• Problem: The reply to the records below should contain exactly the lines from the line with "Query: tree" through the line with "Query: maroon jeep cherokee suv", and nothing besides.

• Records for the exercise:
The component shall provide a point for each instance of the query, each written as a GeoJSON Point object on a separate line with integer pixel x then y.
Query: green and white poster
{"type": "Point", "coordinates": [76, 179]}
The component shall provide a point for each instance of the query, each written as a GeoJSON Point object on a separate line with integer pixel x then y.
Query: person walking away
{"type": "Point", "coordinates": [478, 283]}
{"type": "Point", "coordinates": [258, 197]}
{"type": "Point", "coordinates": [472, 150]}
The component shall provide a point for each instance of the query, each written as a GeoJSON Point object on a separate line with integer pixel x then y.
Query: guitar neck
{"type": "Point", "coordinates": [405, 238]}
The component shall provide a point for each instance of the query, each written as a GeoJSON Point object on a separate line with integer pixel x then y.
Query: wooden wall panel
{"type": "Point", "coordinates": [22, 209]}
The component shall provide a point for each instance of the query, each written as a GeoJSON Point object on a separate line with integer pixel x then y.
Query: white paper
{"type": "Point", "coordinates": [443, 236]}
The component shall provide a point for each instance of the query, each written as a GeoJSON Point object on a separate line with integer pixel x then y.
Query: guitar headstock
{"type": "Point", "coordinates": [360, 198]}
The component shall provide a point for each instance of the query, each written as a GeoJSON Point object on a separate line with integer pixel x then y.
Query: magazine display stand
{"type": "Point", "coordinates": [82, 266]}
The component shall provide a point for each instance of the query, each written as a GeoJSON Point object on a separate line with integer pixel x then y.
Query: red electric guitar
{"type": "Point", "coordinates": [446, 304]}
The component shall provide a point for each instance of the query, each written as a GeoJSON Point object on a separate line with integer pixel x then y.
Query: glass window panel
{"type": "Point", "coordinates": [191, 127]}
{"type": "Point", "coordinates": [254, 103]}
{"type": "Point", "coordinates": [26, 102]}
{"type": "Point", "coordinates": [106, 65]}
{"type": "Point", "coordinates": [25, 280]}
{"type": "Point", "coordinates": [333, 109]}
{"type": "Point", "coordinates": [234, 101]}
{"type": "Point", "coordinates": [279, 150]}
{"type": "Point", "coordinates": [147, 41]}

==

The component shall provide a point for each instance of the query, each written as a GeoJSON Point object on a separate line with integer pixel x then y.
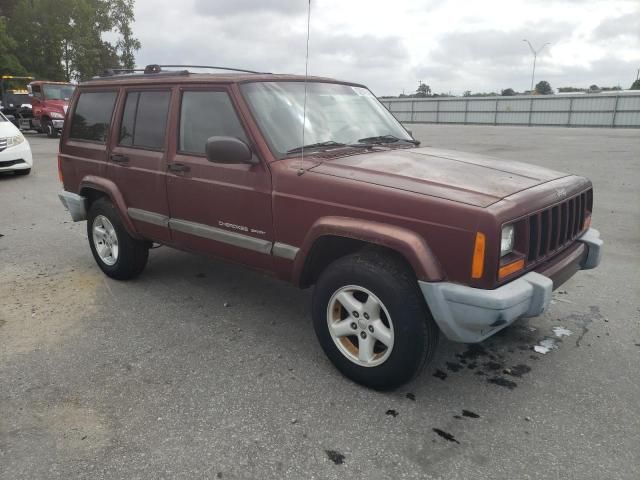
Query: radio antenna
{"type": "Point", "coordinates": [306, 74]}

--

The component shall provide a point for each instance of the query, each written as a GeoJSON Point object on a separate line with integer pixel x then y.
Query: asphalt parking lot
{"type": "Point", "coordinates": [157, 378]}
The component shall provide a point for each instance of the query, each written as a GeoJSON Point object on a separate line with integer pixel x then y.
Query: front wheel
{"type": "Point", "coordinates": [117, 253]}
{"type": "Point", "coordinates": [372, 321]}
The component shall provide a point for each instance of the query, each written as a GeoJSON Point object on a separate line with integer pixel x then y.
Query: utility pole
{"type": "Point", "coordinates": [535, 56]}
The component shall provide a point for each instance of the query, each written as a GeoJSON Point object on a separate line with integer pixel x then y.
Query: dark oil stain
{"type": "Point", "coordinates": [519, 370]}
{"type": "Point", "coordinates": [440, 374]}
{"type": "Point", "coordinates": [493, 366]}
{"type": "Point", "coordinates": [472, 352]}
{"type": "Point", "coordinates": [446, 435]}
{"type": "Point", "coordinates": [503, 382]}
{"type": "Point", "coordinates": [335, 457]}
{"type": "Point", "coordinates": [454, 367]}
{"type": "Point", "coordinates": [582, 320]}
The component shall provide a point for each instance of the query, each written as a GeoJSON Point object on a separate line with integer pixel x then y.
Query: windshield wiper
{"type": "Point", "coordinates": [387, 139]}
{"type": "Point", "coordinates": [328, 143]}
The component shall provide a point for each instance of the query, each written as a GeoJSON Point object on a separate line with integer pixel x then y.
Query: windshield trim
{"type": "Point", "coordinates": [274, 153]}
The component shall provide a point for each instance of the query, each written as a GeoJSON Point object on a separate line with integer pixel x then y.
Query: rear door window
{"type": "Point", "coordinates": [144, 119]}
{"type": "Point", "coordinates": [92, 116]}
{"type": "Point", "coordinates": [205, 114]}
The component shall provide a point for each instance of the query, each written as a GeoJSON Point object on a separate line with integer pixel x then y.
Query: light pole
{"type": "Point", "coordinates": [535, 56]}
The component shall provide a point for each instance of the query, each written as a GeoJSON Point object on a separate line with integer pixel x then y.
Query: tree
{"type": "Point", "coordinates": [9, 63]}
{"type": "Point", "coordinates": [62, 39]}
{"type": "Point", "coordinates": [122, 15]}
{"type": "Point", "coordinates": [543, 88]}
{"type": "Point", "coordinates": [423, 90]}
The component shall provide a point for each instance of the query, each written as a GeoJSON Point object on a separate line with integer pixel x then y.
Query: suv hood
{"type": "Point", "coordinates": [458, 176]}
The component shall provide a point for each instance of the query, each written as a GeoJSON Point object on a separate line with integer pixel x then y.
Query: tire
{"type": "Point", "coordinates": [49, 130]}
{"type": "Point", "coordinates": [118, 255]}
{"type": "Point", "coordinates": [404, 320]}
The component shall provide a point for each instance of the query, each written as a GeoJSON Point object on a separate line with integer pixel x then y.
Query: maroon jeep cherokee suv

• Exercise answer:
Query: tree
{"type": "Point", "coordinates": [9, 63]}
{"type": "Point", "coordinates": [62, 39]}
{"type": "Point", "coordinates": [122, 15]}
{"type": "Point", "coordinates": [543, 88]}
{"type": "Point", "coordinates": [423, 90]}
The component shall provide a point for each instance of the query, each written as a GeoJSON Point object on a separate line with integer pixel x then y.
Query: suv hood
{"type": "Point", "coordinates": [458, 176]}
The component shall provide a point for each instance of the query, each written as a GeoJSON Point object on a separate line with integer pixel x then y.
Query: tire
{"type": "Point", "coordinates": [49, 130]}
{"type": "Point", "coordinates": [118, 255]}
{"type": "Point", "coordinates": [404, 320]}
The component shall provide a point for each instance of the query, each written as a GeoJSON Point object on a separate line with integer pixel x then y.
Query: maroon jeep cherokee suv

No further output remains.